Leaving the pictures aside, restate all of the data exactly.

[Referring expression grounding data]
+ + + + + + +
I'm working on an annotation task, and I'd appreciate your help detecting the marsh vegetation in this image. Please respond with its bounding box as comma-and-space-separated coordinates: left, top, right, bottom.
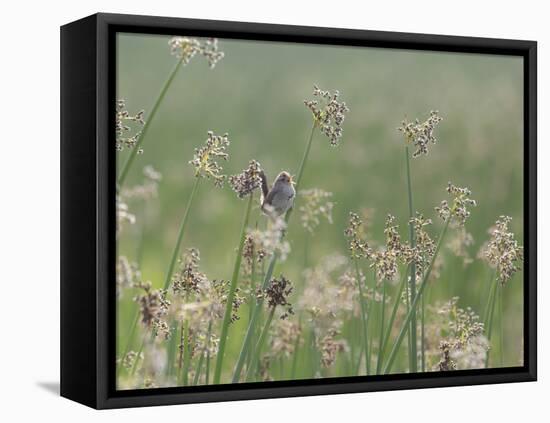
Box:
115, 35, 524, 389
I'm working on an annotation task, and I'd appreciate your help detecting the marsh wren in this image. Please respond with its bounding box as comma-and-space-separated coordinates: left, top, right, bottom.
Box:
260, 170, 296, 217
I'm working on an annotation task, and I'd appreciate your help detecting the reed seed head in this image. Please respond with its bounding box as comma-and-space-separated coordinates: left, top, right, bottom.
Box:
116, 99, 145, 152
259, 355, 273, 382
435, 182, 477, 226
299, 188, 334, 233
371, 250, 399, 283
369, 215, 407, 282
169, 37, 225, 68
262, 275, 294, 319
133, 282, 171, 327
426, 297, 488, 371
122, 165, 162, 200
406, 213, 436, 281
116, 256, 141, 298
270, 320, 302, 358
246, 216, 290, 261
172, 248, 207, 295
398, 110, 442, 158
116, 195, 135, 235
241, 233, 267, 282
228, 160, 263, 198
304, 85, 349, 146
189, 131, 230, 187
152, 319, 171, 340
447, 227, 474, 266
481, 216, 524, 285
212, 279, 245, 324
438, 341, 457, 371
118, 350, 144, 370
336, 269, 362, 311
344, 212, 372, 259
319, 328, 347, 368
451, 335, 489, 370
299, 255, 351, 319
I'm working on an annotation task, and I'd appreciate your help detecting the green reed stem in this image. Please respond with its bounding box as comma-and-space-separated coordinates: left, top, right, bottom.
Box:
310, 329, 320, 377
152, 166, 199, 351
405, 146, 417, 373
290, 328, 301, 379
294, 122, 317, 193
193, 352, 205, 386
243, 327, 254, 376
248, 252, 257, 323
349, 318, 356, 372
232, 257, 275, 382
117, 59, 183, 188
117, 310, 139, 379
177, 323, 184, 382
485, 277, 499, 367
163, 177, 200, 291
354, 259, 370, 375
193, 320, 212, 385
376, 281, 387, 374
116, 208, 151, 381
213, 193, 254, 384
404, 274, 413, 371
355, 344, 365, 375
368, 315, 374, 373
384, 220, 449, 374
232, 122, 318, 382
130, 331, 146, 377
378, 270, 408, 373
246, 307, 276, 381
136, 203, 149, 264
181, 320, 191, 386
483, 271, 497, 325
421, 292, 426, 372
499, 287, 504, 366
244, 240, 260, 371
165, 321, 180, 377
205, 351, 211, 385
+ + + + + + +
## RESPONSE TO THE TASK
I'm working on an annotation task, and I'd appreciate your help detecting the marsh vegetation in this image. Please respond with its bounding box as comma-and-space-separated coordinates: left, top, right, bottom.
Box:
115, 35, 524, 389
I'm working on an annotation task, and I'd appreciate your help detecting the marsh wren in this image. Please respond with its bounding box as comma-and-space-separated coordinates: left, top, right, bottom.
Box:
260, 170, 296, 217
I'm working on an annotation task, and I'd appreciate your help detecting the reed seed head in this image. Please respond with its bounding box as comma-and-space-separated coordinates: left, top, right, bottom.
Box:
116, 99, 145, 152
259, 355, 273, 382
435, 182, 477, 226
299, 188, 334, 233
371, 250, 399, 283
369, 215, 407, 282
169, 37, 225, 68
262, 275, 294, 319
133, 282, 171, 327
426, 297, 488, 371
122, 165, 162, 200
406, 213, 436, 281
116, 256, 141, 298
270, 320, 302, 358
246, 216, 290, 261
172, 248, 207, 295
398, 110, 442, 158
116, 195, 135, 235
241, 233, 267, 282
228, 160, 263, 198
304, 85, 349, 146
189, 131, 230, 187
152, 319, 171, 340
447, 227, 474, 266
481, 216, 524, 285
212, 279, 245, 324
438, 341, 457, 371
118, 350, 144, 370
336, 269, 362, 311
344, 212, 372, 259
319, 328, 347, 368
451, 335, 489, 370
299, 255, 351, 319
I'm working on an annotation task, and I'd appreciate your help detecting the green reed stem in this image. Please respond with its bounding box as comma-and-space-separated coordinates: left, top, right, bottom.
Box:
310, 329, 320, 377
152, 166, 199, 351
405, 146, 417, 373
290, 328, 301, 379
294, 122, 317, 193
193, 352, 205, 386
243, 327, 254, 376
248, 252, 257, 323
349, 318, 356, 372
232, 257, 275, 382
117, 59, 183, 188
117, 310, 139, 379
177, 323, 184, 382
485, 277, 499, 367
163, 177, 200, 291
354, 259, 370, 375
193, 320, 212, 385
376, 281, 387, 374
116, 208, 151, 381
213, 193, 254, 384
404, 274, 413, 371
355, 344, 365, 375
368, 315, 374, 373
384, 220, 449, 374
232, 122, 318, 382
130, 331, 146, 377
378, 270, 408, 373
246, 307, 276, 381
136, 203, 149, 264
181, 320, 191, 386
483, 271, 497, 325
421, 292, 426, 372
499, 287, 504, 366
244, 240, 260, 371
165, 321, 180, 377
205, 351, 211, 385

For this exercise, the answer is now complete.